(WORK INSTRUCTIONS): Rewrite the records from the line with "Tag every instance of the aircraft cockpit" through the end of the records, replacing every "photo" with "image" and changing nothing else. Leave the pictures out of your answer.

(RECORDS FOR THE TASK):
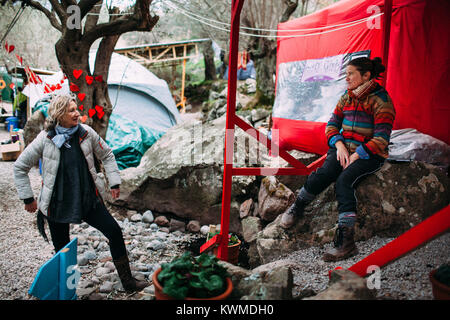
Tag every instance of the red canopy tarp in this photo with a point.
(418, 65)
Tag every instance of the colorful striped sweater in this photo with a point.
(363, 122)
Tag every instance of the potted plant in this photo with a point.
(440, 282)
(192, 278)
(234, 245)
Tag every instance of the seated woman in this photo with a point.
(71, 190)
(358, 134)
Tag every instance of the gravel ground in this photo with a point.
(23, 251)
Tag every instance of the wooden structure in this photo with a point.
(172, 54)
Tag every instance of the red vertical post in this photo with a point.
(236, 8)
(386, 36)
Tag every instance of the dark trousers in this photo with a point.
(346, 180)
(99, 218)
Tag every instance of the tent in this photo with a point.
(143, 107)
(314, 50)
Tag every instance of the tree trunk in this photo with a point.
(263, 53)
(75, 56)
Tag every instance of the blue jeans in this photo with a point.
(346, 180)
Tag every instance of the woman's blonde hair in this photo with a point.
(58, 107)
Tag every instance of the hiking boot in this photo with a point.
(128, 282)
(291, 215)
(344, 245)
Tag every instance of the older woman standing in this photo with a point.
(72, 191)
(358, 134)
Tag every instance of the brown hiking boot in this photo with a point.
(344, 245)
(128, 282)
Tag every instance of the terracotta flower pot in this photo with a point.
(160, 295)
(440, 290)
(233, 252)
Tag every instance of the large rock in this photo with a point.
(390, 202)
(182, 173)
(273, 199)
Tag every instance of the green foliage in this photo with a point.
(443, 274)
(197, 277)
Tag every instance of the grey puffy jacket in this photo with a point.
(43, 147)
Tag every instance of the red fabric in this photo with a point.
(418, 67)
(302, 135)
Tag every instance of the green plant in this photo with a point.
(196, 277)
(443, 274)
(232, 238)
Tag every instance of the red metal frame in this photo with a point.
(233, 120)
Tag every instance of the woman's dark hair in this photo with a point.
(365, 64)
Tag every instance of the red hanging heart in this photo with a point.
(77, 73)
(19, 58)
(74, 87)
(99, 108)
(89, 80)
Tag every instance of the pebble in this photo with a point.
(136, 217)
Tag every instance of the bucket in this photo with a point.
(11, 121)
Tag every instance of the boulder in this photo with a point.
(162, 221)
(177, 225)
(390, 202)
(182, 173)
(273, 198)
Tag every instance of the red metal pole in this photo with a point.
(386, 36)
(236, 8)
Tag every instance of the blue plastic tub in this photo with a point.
(14, 121)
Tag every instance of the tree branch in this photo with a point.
(141, 20)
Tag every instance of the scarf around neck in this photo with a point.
(63, 135)
(363, 90)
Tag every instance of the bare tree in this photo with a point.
(74, 44)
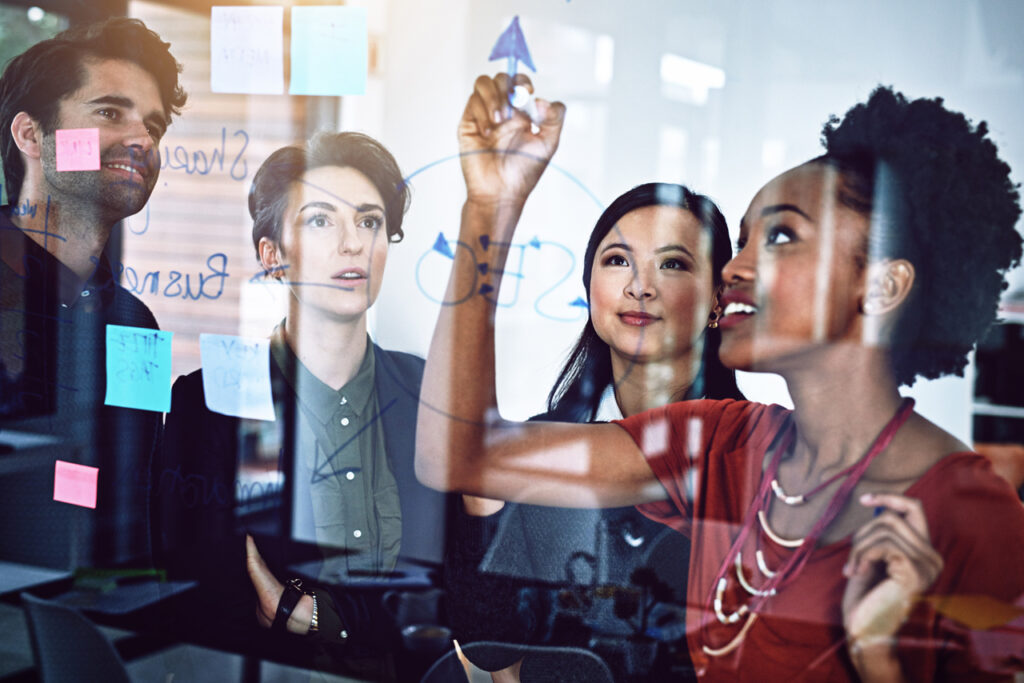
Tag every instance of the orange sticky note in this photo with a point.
(75, 483)
(78, 150)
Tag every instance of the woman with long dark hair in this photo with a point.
(849, 538)
(651, 270)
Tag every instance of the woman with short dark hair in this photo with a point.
(324, 216)
(850, 538)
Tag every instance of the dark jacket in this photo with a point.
(201, 535)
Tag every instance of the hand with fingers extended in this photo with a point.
(268, 592)
(891, 563)
(502, 158)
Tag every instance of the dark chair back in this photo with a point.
(69, 647)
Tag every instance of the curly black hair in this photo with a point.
(939, 197)
(38, 79)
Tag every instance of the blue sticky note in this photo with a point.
(329, 51)
(138, 368)
(237, 376)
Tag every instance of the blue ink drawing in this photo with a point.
(511, 45)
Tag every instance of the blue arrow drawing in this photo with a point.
(580, 302)
(512, 46)
(440, 246)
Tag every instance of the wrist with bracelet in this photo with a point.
(286, 605)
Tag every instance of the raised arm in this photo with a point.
(462, 442)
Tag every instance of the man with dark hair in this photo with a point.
(57, 293)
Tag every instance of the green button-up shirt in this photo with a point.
(341, 468)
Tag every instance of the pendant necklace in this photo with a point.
(802, 548)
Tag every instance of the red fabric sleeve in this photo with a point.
(977, 524)
(688, 441)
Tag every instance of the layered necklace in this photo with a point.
(775, 580)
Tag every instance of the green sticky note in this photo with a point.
(138, 368)
(329, 51)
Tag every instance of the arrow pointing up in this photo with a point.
(440, 246)
(512, 46)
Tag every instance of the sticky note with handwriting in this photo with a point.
(329, 51)
(138, 368)
(247, 53)
(237, 376)
(75, 483)
(78, 148)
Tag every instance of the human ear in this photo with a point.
(270, 257)
(889, 285)
(716, 308)
(28, 134)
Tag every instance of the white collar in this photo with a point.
(608, 410)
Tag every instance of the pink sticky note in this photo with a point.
(78, 150)
(75, 483)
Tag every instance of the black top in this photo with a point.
(542, 575)
(53, 374)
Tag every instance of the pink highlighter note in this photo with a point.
(78, 150)
(75, 483)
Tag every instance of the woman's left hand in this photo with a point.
(891, 563)
(268, 592)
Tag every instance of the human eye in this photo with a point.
(373, 222)
(779, 235)
(156, 130)
(317, 220)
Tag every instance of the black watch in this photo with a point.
(293, 593)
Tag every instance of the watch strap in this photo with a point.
(293, 593)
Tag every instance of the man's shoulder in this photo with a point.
(128, 309)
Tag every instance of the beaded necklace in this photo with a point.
(803, 547)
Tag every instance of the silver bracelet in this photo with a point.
(314, 622)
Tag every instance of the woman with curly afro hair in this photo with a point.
(849, 539)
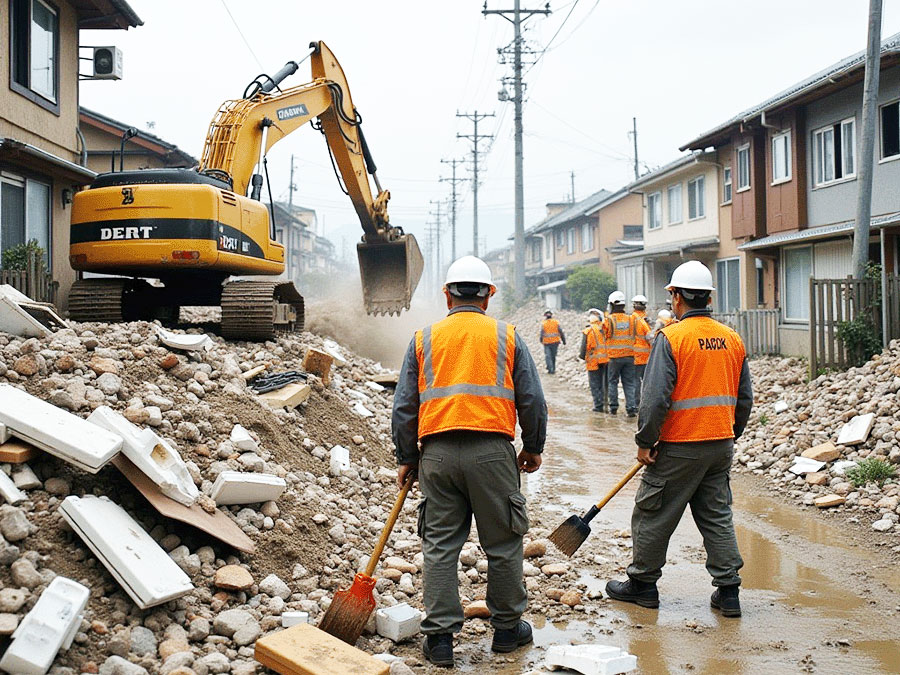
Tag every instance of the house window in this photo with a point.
(743, 162)
(673, 195)
(890, 130)
(654, 211)
(797, 271)
(726, 185)
(781, 157)
(34, 48)
(587, 237)
(834, 152)
(728, 284)
(696, 198)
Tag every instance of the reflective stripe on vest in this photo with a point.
(465, 375)
(709, 357)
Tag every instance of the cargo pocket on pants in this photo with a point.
(518, 514)
(649, 494)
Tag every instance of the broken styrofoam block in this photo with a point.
(57, 431)
(49, 626)
(234, 487)
(8, 489)
(590, 659)
(857, 430)
(184, 341)
(804, 465)
(137, 562)
(398, 622)
(339, 460)
(289, 619)
(20, 315)
(151, 454)
(242, 440)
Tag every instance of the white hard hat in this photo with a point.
(469, 269)
(692, 275)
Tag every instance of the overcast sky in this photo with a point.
(679, 67)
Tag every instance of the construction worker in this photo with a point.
(463, 382)
(596, 360)
(697, 402)
(551, 335)
(621, 329)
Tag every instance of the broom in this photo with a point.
(572, 533)
(350, 610)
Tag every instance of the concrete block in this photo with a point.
(306, 650)
(398, 622)
(151, 454)
(134, 559)
(49, 626)
(590, 659)
(234, 487)
(289, 396)
(57, 431)
(857, 430)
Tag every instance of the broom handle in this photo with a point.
(389, 525)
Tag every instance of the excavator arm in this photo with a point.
(243, 131)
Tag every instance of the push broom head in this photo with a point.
(350, 610)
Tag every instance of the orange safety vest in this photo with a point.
(550, 332)
(595, 346)
(709, 357)
(621, 330)
(465, 375)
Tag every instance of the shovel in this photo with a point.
(350, 610)
(572, 533)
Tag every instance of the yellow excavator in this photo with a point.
(189, 230)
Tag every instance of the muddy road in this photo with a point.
(813, 599)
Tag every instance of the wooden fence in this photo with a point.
(758, 329)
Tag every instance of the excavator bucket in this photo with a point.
(390, 272)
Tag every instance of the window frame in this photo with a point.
(786, 136)
(26, 91)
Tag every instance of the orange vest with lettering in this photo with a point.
(709, 357)
(465, 375)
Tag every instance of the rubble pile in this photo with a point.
(795, 434)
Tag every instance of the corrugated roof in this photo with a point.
(844, 67)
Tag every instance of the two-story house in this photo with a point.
(42, 158)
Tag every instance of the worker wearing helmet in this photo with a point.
(697, 402)
(463, 383)
(551, 335)
(621, 330)
(596, 360)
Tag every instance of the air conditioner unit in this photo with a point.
(107, 63)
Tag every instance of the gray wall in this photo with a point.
(837, 203)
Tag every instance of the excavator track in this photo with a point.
(255, 310)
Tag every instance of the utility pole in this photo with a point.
(474, 117)
(519, 15)
(453, 180)
(867, 145)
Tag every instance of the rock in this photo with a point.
(233, 578)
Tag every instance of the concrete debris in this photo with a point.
(151, 454)
(49, 626)
(133, 558)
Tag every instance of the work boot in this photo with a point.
(438, 649)
(509, 639)
(639, 592)
(725, 599)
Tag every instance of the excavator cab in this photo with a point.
(390, 272)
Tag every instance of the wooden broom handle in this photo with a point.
(389, 525)
(612, 493)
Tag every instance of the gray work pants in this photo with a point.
(623, 367)
(686, 473)
(462, 474)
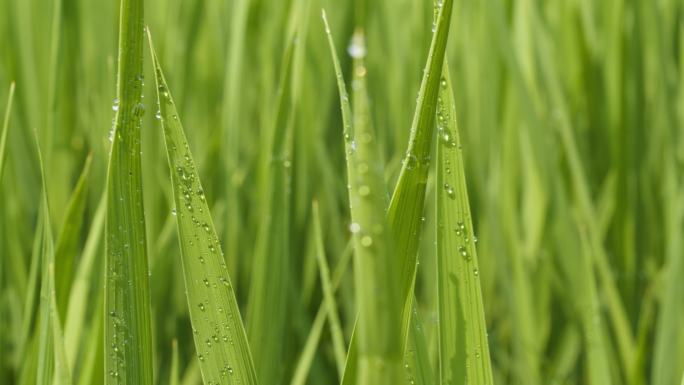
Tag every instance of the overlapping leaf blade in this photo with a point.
(219, 335)
(463, 345)
(128, 336)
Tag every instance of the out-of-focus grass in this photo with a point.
(570, 121)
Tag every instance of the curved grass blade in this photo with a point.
(220, 339)
(5, 128)
(306, 358)
(52, 365)
(84, 282)
(267, 305)
(67, 241)
(329, 294)
(463, 346)
(379, 348)
(128, 337)
(406, 206)
(405, 209)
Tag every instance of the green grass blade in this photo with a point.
(62, 370)
(220, 339)
(128, 339)
(406, 206)
(84, 281)
(5, 128)
(594, 336)
(308, 352)
(174, 372)
(463, 345)
(52, 358)
(268, 300)
(24, 340)
(68, 239)
(339, 348)
(667, 356)
(379, 346)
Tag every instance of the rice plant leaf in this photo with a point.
(174, 372)
(69, 236)
(408, 199)
(405, 208)
(379, 347)
(62, 369)
(667, 357)
(33, 286)
(594, 336)
(329, 294)
(268, 292)
(128, 337)
(220, 339)
(52, 365)
(5, 128)
(463, 346)
(308, 352)
(84, 281)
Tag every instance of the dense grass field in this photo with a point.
(371, 192)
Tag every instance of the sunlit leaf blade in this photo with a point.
(174, 372)
(329, 294)
(379, 347)
(267, 303)
(84, 281)
(5, 129)
(128, 339)
(668, 356)
(309, 351)
(62, 369)
(220, 340)
(463, 345)
(52, 357)
(69, 236)
(406, 206)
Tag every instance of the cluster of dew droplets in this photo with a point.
(461, 231)
(221, 328)
(118, 344)
(437, 9)
(446, 137)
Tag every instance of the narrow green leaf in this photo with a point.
(52, 358)
(308, 352)
(84, 281)
(128, 337)
(463, 345)
(379, 349)
(5, 128)
(62, 370)
(407, 203)
(329, 295)
(268, 291)
(67, 241)
(174, 373)
(220, 339)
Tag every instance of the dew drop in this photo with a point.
(357, 48)
(366, 241)
(410, 162)
(450, 191)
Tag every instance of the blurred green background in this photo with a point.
(571, 114)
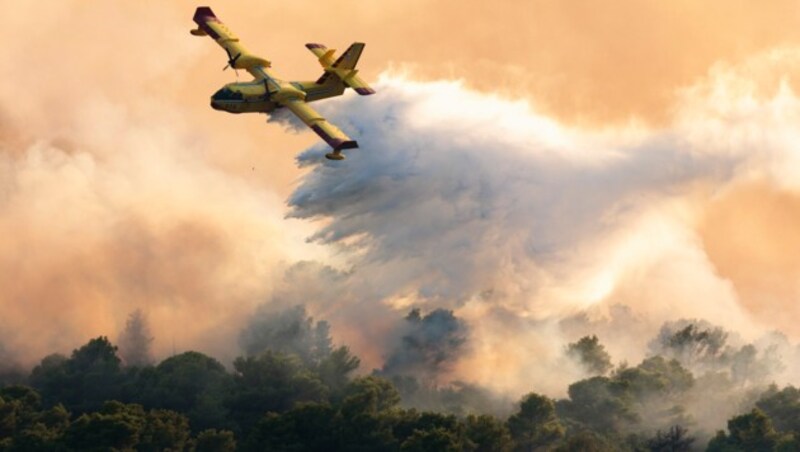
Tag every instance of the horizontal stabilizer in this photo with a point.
(343, 68)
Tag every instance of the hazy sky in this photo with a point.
(527, 161)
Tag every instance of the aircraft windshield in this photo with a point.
(227, 94)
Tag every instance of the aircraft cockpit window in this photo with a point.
(227, 94)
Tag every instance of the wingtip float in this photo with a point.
(267, 92)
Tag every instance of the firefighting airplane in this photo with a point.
(267, 92)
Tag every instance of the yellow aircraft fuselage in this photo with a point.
(267, 92)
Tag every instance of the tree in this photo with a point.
(116, 427)
(748, 432)
(535, 425)
(135, 341)
(590, 354)
(164, 430)
(600, 404)
(335, 369)
(588, 441)
(191, 383)
(290, 331)
(215, 441)
(675, 439)
(271, 382)
(655, 376)
(429, 344)
(435, 439)
(694, 343)
(306, 427)
(84, 381)
(487, 434)
(782, 407)
(370, 414)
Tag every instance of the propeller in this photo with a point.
(232, 60)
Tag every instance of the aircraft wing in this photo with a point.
(238, 56)
(327, 131)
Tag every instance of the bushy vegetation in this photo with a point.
(293, 390)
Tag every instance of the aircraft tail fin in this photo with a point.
(343, 68)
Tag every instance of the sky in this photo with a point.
(523, 163)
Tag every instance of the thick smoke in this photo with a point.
(135, 342)
(469, 202)
(428, 346)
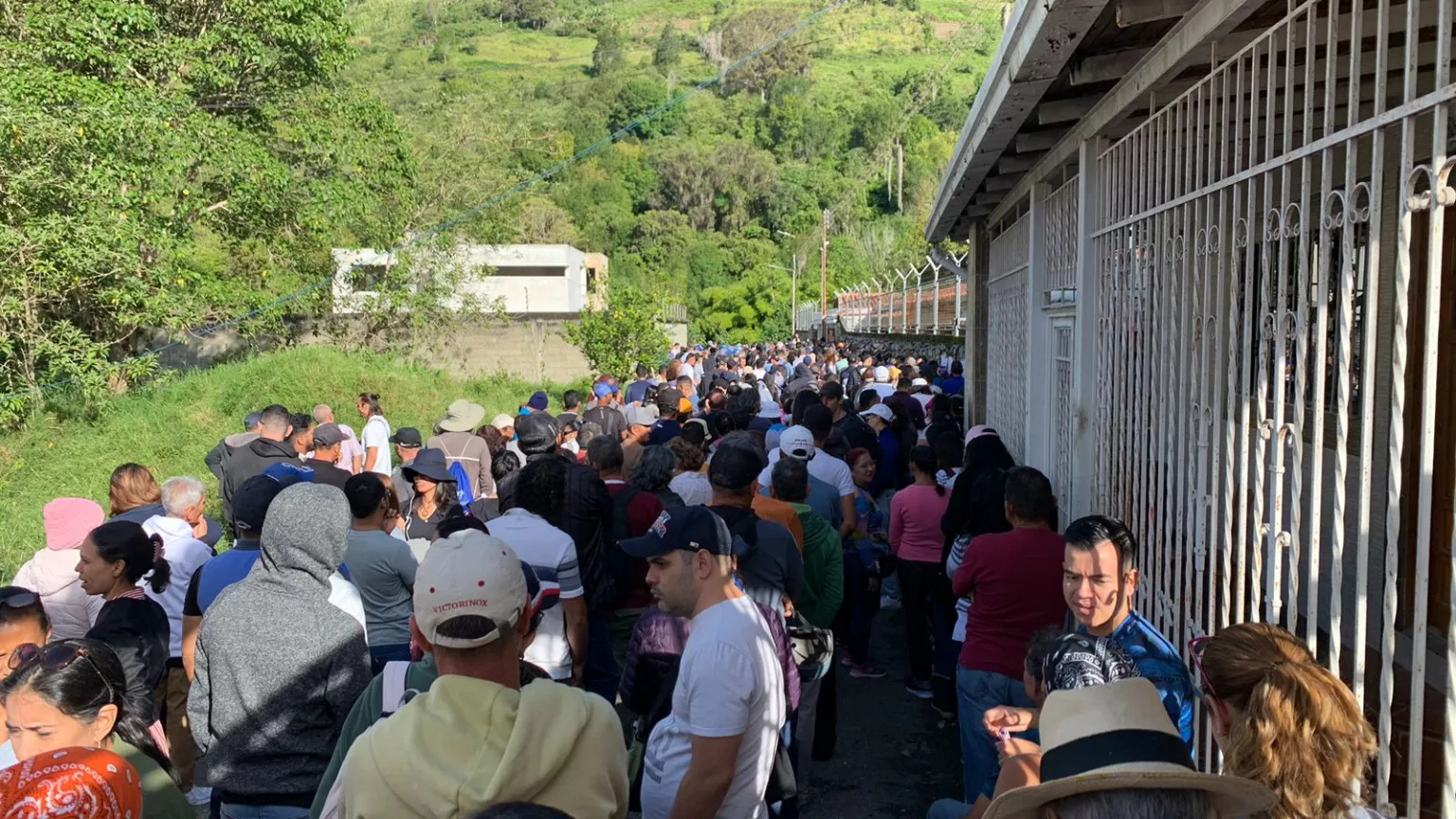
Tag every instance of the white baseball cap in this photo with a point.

(RESPONSE):
Tag every instance of the aircraft cockpit window in this image with a point.
(227, 94)
Tag every instance of the wingtip float in this image with a point.
(267, 92)
Tag every instance of the firefighting airplane in this image with a point.
(267, 92)
Tag every instance of the yellow aircraft fuselage in this image with a point.
(267, 92)
Tag every instance of the tree in this image with a point.
(116, 427)
(748, 432)
(535, 425)
(135, 341)
(590, 354)
(164, 430)
(600, 404)
(335, 369)
(588, 441)
(191, 383)
(290, 331)
(215, 441)
(675, 439)
(271, 382)
(655, 376)
(429, 344)
(435, 439)
(694, 343)
(306, 427)
(84, 381)
(487, 434)
(782, 407)
(370, 414)
Tag every instance of the propeller in this image with a point.
(232, 60)
Tag every instance of the aircraft wing in this image with a point.
(238, 56)
(327, 131)
Tag every instance of the bushy vegetation in this image with a point.
(293, 390)
Tag every instance of the aircraft tail fin in this image with a point.
(343, 68)
Tag every instance of the sky in this image with a point.
(523, 163)
Tag every instance of the thick smoke in this image with a point.
(135, 342)
(469, 202)
(428, 346)
Tag every instance of the white baseball cap in this image with a point.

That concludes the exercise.